(What needs to be done):
Extract the full listing verbatim and drop any pictures from your copy.

*-*-*

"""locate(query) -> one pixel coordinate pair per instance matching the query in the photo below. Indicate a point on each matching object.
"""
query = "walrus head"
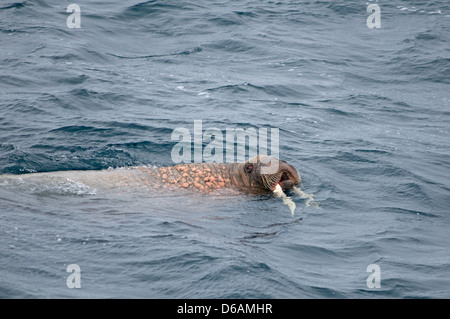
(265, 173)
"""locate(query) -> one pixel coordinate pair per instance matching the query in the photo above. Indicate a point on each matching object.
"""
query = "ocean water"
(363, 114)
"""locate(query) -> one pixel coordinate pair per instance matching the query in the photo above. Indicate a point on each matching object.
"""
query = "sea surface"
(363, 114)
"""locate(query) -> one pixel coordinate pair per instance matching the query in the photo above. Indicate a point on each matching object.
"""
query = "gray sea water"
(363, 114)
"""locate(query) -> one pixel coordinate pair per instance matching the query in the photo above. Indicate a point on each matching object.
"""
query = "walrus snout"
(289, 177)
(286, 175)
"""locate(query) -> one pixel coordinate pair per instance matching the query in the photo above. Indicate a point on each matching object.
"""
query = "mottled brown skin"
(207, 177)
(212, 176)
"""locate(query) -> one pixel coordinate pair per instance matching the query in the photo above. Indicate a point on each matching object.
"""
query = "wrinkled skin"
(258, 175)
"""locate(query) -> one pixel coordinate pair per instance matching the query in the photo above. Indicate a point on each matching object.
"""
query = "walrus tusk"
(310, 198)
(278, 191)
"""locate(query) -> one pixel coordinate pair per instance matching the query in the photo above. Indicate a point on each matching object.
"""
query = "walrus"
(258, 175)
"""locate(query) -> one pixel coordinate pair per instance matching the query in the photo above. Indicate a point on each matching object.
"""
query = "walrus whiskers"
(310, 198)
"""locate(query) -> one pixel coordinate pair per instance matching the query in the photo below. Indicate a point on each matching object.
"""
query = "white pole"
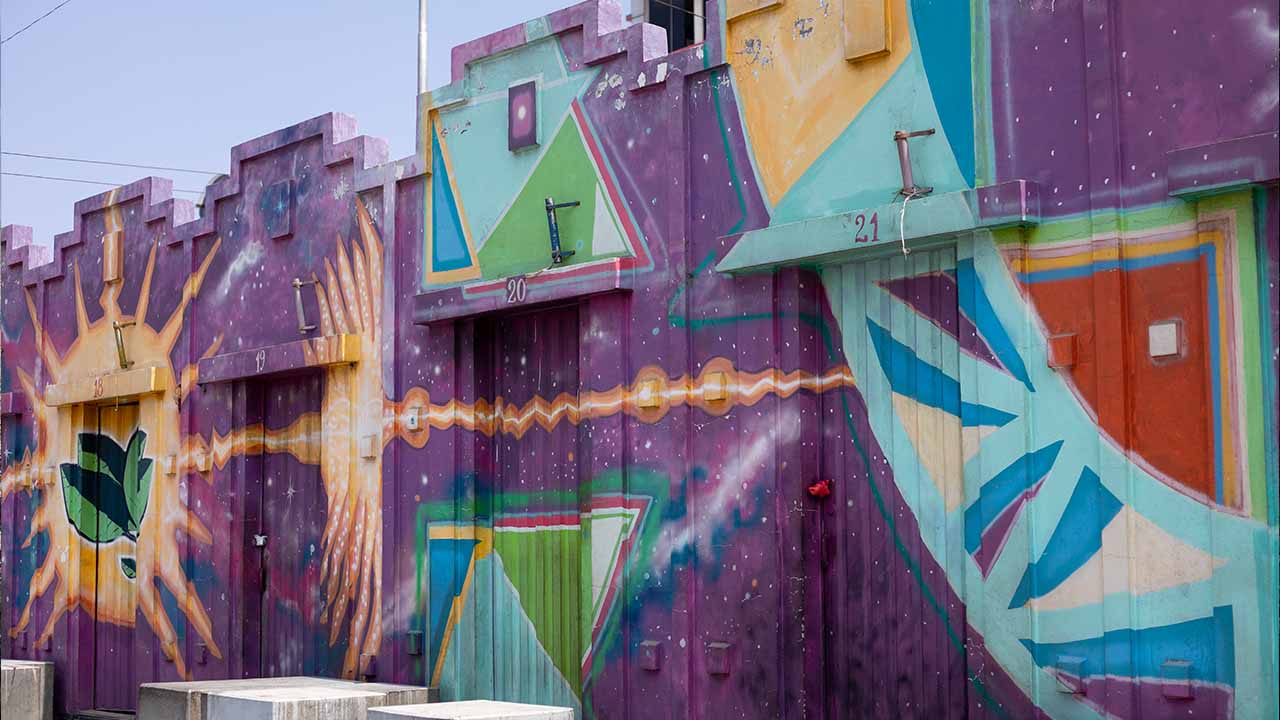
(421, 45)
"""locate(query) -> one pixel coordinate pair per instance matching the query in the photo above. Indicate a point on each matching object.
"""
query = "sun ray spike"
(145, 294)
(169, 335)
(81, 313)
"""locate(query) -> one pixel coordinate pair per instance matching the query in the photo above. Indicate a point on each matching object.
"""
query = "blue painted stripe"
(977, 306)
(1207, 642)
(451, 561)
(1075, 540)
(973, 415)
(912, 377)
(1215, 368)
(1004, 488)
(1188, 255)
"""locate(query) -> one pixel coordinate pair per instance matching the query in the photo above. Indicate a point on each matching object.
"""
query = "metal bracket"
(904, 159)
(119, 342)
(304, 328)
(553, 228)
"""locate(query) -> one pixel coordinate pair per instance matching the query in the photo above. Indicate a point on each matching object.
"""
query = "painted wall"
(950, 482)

*-*-*

(Solution to this exercise):
"""locate(query) -> one pixel coordinate pair per instance matching the query in the photo below. Indicate a point on each matching object.
"""
query = "walrus head"
(265, 173)
"""locate(query) -> one pixel coordinate pair per instance matching the query in the photo above. Indicate a point on each matching object.
"""
query = "ocean water"
(363, 114)
"""locate(query) -> one pixel coordinate pair per instance matching the query in the photo above. Indicate a point on each matching object.
"""
query = "sea surface"
(363, 114)
"""locate(query) -> one pixel coordinate pair per instance matching the query in the photo above. Indicate a point on each matching object.
"""
query = "gray sea water"
(363, 114)
"""locate(query) -> one pixel coordinate pair per instance matching the query in the photo above. Indicate a point on each matching object.
"""
query = "walrus snout"
(289, 177)
(286, 175)
"""locate(query) -> one pixel coordinate pair per instance matching the query in the photo above. Indicate a point on each matching object.
"""
query = "mottled brown skin"
(207, 177)
(212, 176)
"""locate(query) -> one pixel coordinate pair per instance matching the query in the photo above. Indicate a point on each matching object.
"""
query = "wrinkled skin"
(258, 175)
"""locate(query) -> one pixel coordinate pair per instance matching the query in the photo above. Indicate a point on each matching object.
"""
query = "walrus tusk"
(310, 198)
(278, 191)
"""locate(query) -> one pixel coordinate pair per instance matching the query in the photo above. Indicate a point on each matching object.
"""
query = "walrus"
(258, 175)
"""locate(query) -> one pixel coordinate pair per instance matching the query in the photo above. Indicate a point on each matching object.
"""
query = "walrus whiskers"
(310, 198)
"""locate(query) -> one pixel coordinate pair per instance matching the query in the photo below. Indicate a point on each matching object.
"""
query = "white pole"
(421, 45)
"""locate(query) -> one pixel coordinate pair per instance matching the query in the photo above. Indicate a point on each matching object.
"""
query = "sun ray spike"
(145, 294)
(169, 335)
(81, 313)
"""locate(query) -> one pixel coordinate pair per instance matching the query in the photo above. Indicate a point on each matching object.
"""
query = "blue painted stripe"
(977, 306)
(1207, 642)
(451, 561)
(1075, 540)
(973, 415)
(912, 377)
(1215, 368)
(1004, 488)
(1188, 255)
"""locate(query) -> one pixel coordinate pair per instance matching the query in the photo above. Indicate a point on each matching object.
"""
query = "metal bracket"
(904, 159)
(119, 342)
(304, 328)
(553, 228)
"""locate(query) -> one pixel coordinate pair per instance matching the query in the photo above. Indicate a point on each matching object.
"""
query = "painted wall"
(950, 482)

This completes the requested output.